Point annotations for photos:
-- START --
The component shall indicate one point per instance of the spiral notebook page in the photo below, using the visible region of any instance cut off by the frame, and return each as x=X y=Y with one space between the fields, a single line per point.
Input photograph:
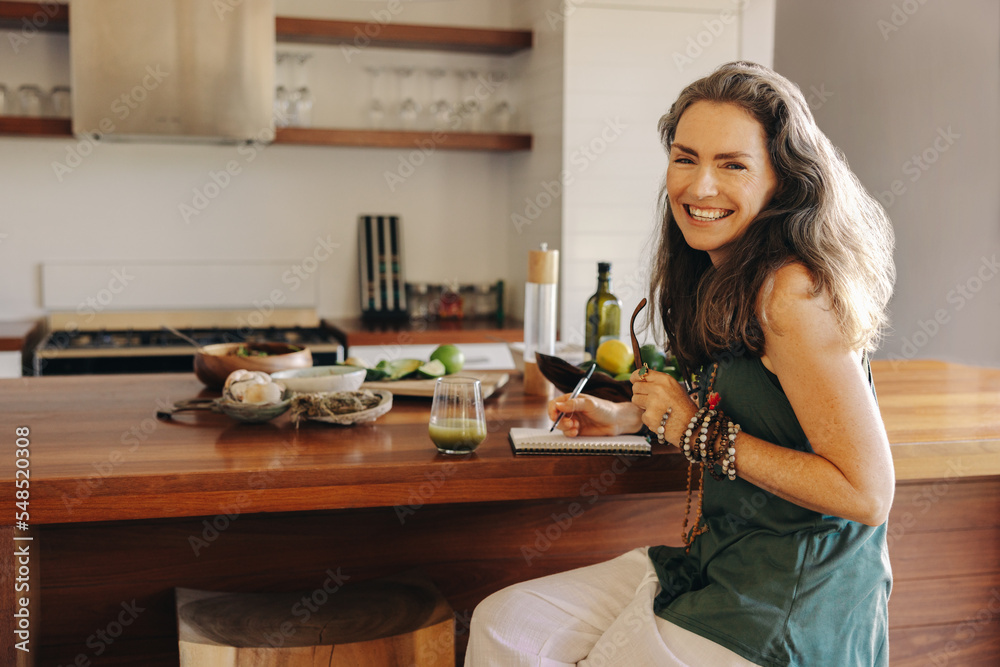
x=541 y=441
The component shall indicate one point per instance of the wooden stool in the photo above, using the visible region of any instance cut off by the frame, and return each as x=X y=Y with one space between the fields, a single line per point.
x=394 y=621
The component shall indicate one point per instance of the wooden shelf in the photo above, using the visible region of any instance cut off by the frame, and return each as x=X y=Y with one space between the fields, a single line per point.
x=472 y=141
x=49 y=17
x=308 y=136
x=396 y=36
x=55 y=18
x=35 y=127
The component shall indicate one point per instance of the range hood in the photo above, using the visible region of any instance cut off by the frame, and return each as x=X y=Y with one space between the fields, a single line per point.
x=173 y=70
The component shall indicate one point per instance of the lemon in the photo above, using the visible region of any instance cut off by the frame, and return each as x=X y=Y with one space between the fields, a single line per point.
x=614 y=357
x=450 y=356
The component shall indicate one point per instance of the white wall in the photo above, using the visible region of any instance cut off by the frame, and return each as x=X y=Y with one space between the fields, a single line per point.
x=123 y=201
x=626 y=62
x=911 y=92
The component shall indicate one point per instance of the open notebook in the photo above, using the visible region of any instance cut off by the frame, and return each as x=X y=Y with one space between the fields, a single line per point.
x=540 y=441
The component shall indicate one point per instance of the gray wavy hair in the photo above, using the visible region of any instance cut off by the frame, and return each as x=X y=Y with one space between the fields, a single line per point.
x=820 y=216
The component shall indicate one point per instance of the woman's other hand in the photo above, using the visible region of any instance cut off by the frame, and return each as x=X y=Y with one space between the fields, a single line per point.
x=657 y=392
x=588 y=415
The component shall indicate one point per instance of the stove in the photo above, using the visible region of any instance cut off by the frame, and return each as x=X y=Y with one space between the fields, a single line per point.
x=104 y=348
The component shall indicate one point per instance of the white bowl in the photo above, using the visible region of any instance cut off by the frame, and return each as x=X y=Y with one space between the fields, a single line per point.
x=321 y=378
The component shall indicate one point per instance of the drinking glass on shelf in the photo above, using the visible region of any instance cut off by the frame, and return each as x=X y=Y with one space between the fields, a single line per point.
x=60 y=100
x=502 y=112
x=375 y=108
x=30 y=100
x=458 y=420
x=440 y=108
x=409 y=106
x=301 y=96
x=283 y=107
x=471 y=110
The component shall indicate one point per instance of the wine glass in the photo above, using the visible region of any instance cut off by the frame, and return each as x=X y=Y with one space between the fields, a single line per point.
x=375 y=109
x=502 y=114
x=440 y=108
x=30 y=100
x=409 y=106
x=471 y=110
x=301 y=95
x=283 y=103
x=458 y=419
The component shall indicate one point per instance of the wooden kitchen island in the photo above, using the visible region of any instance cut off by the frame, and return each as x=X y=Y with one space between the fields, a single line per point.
x=125 y=507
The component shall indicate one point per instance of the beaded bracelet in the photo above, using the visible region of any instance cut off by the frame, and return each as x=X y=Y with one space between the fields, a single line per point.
x=702 y=442
x=663 y=427
x=729 y=458
x=685 y=443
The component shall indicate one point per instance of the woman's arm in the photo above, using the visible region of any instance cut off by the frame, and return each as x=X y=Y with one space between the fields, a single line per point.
x=851 y=473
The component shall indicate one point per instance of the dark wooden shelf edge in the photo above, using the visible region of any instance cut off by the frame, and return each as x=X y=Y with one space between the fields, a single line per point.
x=55 y=18
x=401 y=36
x=47 y=17
x=474 y=141
x=22 y=126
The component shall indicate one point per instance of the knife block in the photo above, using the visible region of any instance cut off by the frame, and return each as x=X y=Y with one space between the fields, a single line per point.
x=380 y=268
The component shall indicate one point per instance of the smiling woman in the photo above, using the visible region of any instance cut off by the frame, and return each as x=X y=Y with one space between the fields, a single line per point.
x=771 y=281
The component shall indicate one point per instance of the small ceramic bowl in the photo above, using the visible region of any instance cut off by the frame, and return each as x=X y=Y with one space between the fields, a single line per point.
x=321 y=379
x=214 y=363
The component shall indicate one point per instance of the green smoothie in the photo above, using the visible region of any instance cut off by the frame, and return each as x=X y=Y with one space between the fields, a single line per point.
x=457 y=436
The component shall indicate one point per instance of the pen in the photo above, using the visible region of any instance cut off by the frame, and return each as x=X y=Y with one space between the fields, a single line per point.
x=576 y=392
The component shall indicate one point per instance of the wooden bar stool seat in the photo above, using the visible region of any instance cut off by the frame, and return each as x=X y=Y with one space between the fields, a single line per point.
x=393 y=621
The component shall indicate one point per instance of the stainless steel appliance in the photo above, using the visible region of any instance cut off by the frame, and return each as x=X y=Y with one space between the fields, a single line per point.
x=173 y=70
x=136 y=343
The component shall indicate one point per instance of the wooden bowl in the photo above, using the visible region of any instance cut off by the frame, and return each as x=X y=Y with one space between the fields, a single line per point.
x=213 y=365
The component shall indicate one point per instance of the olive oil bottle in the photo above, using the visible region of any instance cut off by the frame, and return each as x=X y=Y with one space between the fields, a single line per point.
x=603 y=313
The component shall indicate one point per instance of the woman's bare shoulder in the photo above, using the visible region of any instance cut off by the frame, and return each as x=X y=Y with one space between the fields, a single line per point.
x=792 y=304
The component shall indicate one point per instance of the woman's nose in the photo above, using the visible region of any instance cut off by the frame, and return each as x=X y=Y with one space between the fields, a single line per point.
x=704 y=184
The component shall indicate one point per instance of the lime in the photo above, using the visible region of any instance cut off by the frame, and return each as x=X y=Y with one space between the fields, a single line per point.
x=614 y=356
x=431 y=369
x=450 y=356
x=653 y=357
x=397 y=369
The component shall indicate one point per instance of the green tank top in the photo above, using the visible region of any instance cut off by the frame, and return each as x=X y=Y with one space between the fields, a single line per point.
x=774 y=582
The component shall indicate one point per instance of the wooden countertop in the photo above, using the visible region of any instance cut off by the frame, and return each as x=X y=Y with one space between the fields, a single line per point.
x=943 y=419
x=436 y=332
x=98 y=453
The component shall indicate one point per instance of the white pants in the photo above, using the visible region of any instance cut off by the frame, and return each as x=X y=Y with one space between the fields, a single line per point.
x=595 y=616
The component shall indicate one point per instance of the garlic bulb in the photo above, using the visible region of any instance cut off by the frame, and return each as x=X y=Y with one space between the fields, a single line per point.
x=252 y=387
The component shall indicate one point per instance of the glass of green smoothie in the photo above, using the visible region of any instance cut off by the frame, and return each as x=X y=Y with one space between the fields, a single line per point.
x=458 y=420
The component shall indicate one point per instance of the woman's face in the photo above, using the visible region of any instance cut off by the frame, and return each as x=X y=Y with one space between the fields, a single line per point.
x=719 y=177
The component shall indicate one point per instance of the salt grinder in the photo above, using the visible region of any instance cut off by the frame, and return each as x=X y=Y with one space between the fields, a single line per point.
x=540 y=293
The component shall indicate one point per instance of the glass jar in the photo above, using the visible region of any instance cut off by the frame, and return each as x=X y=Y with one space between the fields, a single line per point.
x=418 y=300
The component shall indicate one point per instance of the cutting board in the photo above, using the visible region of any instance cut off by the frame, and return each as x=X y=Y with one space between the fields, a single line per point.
x=491 y=380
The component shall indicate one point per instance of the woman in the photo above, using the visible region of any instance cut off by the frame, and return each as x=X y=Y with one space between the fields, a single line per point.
x=771 y=279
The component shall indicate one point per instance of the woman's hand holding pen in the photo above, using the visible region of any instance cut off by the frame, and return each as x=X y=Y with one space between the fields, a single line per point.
x=655 y=393
x=587 y=415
-- END --
**Stated task:** Reproduce all of the data above word for word, but leave the pictures out.

**Solution below:**
The component shall indicate one point per instance of the spiral notebook page in the photo below, using the visible region of any instance cut off by the frame, and return each as x=X y=Y with one space between the fields, a single line per point.
Input photograph:
x=541 y=441
The component shall indicate one point per instance of the wooden stool in the photo above, using the visible region of any instance cut off by the frame, and return each as x=X y=Y with one space between the fields, a single line per point.
x=394 y=621
The component shall indicate one point per instance of the wooden shelf in the photo above, using the visible region of any instance cut off by the frame, and return each as x=X y=Y with one space between the fields, a single line per point.
x=472 y=141
x=49 y=17
x=308 y=136
x=396 y=36
x=55 y=18
x=35 y=127
The component shall indicate one point per instance of the range hood in the photo above, using the visible region of any instance cut off by the frame, and return each as x=X y=Y with one space between the fields, a single line per point.
x=173 y=70
The component shall indicate one point per instance of the lemon in the photo above, using the visible region of any instance cut off by the frame, and return each as x=X y=Y with one space between the fields, a single line per point.
x=614 y=357
x=450 y=356
The component shall indicate one point per instance of the white wall in the photo above, using the visible region of any instance cut off by the frame, and return each as x=X y=Y with one space between the fields, a single line per point.
x=123 y=201
x=626 y=62
x=911 y=92
The component shall indicate one point per instance of the open notebook in the photo above, using the visible region of any instance cut off by the frame, and return each as x=X y=Y with one space between the fields, a single line per point.
x=540 y=441
The component shall indicate one point per instance of the gray wavy hair in the photo above, using the visible region of any instance cut off by the frame, and return each as x=X y=Y with one space between the fields, a single line per point.
x=820 y=216
The component shall indicate one point per instance of the woman's other hand in the photo above, using the visible region of any instance cut off by the frame, and return each as x=X y=Y with one space between the fields, a single line per point.
x=657 y=392
x=588 y=415
The component shall indicate one point per instance of the stove in the photo above, using the visible region of any instance cut off by the frame, and return each as x=X y=Y with one space between the fields, a single line per point.
x=104 y=348
The component shall indicate one point per instance of the white bowl in the photo above, using the visible region of any instance cut off by the frame, and return each as x=X y=Y with one space between the fields, a single line per point.
x=321 y=378
The component shall indicate one point per instance of the drinking glass on shelf in the photo above, using the visible region of any instance cut off by the frame, and return each as x=X y=Y with one space between the fields, a single line per point.
x=60 y=100
x=502 y=112
x=375 y=108
x=30 y=100
x=458 y=420
x=440 y=108
x=409 y=106
x=301 y=96
x=283 y=107
x=471 y=110
The component shall indicate one point per instance of the wine glass in the photo above, using the visible region of any instance cut off by the frame, and return each as x=X y=Y with one space between the fields, a single line per point.
x=375 y=109
x=502 y=114
x=440 y=108
x=30 y=100
x=409 y=106
x=471 y=110
x=301 y=95
x=283 y=103
x=458 y=419
The component shall indicate one point per instance of the wooden kitchen island in the photo above, using the visible region of any instance cut off by the frame, and return each as x=X y=Y with one space between the fields, a single line per point.
x=125 y=507
The component shall indicate one point per instance of the beaded bracelet in the photo above, using the visible region of any instance cut off by the frame, and return each as x=X y=Y with one space between the fields, a single line per point.
x=702 y=442
x=663 y=427
x=729 y=458
x=685 y=443
The component shall indicate one point per instance of the woman's arm in the photo above, using the visible region of any instance cut off by the frame, and return each as x=X y=Y with one space between the fields, a single line per point.
x=851 y=473
The component shall indicate one point per instance of the dark wooden shelf edge in the photo above, using the visible region of any instance cut off by the frame, and return each as x=X y=Y with one space between the fields, a single line per point.
x=55 y=18
x=401 y=36
x=47 y=17
x=474 y=141
x=22 y=126
The component shall indicate one point per instance of the knife block in the photo above, using the visible region of any instance cut off by the frame, and return each as x=X y=Y with one space between the fields, a single line per point.
x=380 y=268
The component shall indicate one point per instance of the smiling woman in the photo above, using the visible region of any instance cut off by the frame, and return each as x=X y=Y with one space between the fields, a single line per point.
x=771 y=281
The component shall indicate one point per instance of the small ceramic bowl in the photo above, using the visible region of any instance cut off by the frame, and return each as x=X y=Y with one space between the fields, a single line per point.
x=321 y=379
x=214 y=363
The component shall indicate one point per instance of the green smoothie in the photo above, using the visible region of any instance cut off by the frame, and return each as x=X y=Y with one space between the fields, a single line per point.
x=457 y=436
The component shall indicate one point per instance of the pen in the photo above, using the visible region of any instance cut off by the frame, and return each as x=X y=Y with one space between the fields, a single line per point.
x=576 y=392
The component shall indicate one point per instance of the wooden bar stool seat in the photo above, using the visible region of any instance cut off by the frame, and return each as x=X y=Y with one space between the fields, a single line per point.
x=393 y=621
The component shall indicate one point per instance of the stainless steel appliance in the photo above, using the visible region of any instance cut off by the frame, and return each as x=X y=Y with one space between the fields, a single line per point.
x=173 y=70
x=136 y=343
The component shall indicate one point per instance of the wooden bowl in the photo above, using the visible region of any instance cut off by the frame, and return each as x=X y=Y with one space between the fields, a single line per point.
x=213 y=365
The component shall indicate one point per instance of the olive oil bottle in the photo above, using the visible region of any instance cut off by the frame, and return each as x=X y=Y with one space between the fields, a single line per point.
x=603 y=313
The component shall indicate one point per instance of the woman's bare shoulder in the photo above, using the visible region of any instance cut off by the frame, and return each as x=X y=Y with one space between the fields, a single line per point.
x=792 y=304
The component shall indicate one point per instance of the woman's nose in the photo above, using the visible region of any instance cut off by the frame, and return each as x=X y=Y with one space between the fields, a single line per point.
x=704 y=184
The component shall indicate one point per instance of the lime in the photo above, using the visible region of any instance cut off by the frame, and return each as x=X y=Y with one space between the fields, a single line per point.
x=614 y=356
x=431 y=369
x=450 y=356
x=653 y=357
x=397 y=369
The component shall indicate one point per instance of the green tank top in the photo above, using the visible region of any instance cut off by the frame, and return each as x=X y=Y with one space between the fields, a single line per point.
x=774 y=582
The component shall indicate one point per instance of the wooden countertop in the photo above, using the visible region of any instance cut off by the frame, and return each as x=X y=Y with one space between the fields, a single line per point.
x=943 y=419
x=436 y=332
x=98 y=453
The component shall indicate one point per instance of the white pants in the photo above, using the visible region of any instance cut off by the frame, and return each as x=X y=Y with one space between the fields, a single line per point.
x=595 y=616
The component shall indicate one point per instance of the garlic bulb in the photo above, using the visible region of any instance cut off by the frame, and return each as x=X y=Y with one space between the fields, a single line per point.
x=252 y=387
The component shall indicate one point per instance of the glass of green smoothie in the photo above, using the visible region of any instance cut off by the frame, and return each as x=X y=Y with one space between the fields, a single line per point.
x=458 y=420
The component shall indicate one point per instance of the woman's face in the photo above, using the visible region of any instance cut off by the frame, and return each as x=X y=Y with one space between the fields, a single line per point.
x=719 y=177
The component shall indicate one point per instance of the salt grinder in the photo above, using the visible region of any instance cut off by the frame, and return each as x=X y=Y with one space between the fields, a single line per point.
x=540 y=293
The component shall indicate one point per instance of the glass jar in the photo above, using the visible region of any instance cut off by the frame, and return each as x=X y=Y with one space between the fields, a single line per point.
x=418 y=300
The component shall indicate one point per instance of the cutting board in the photo above, using the visible region of any instance cut off by the frame, and return each as x=X y=Y with one space between the fields, a single line per point.
x=491 y=380
The component shall indicate one point per instance of the woman in the photo above, using the visible region of any instance cut off by the frame, and return each as x=X y=Y with one space between the fields, a single line per point.
x=771 y=279
The component shall indicate one point per instance of the woman's hand holding pen in the photo above, using the visible region of any instance cut off by the frame, and return each as x=X y=Y with one space between the fields, a single line per point.
x=655 y=393
x=587 y=415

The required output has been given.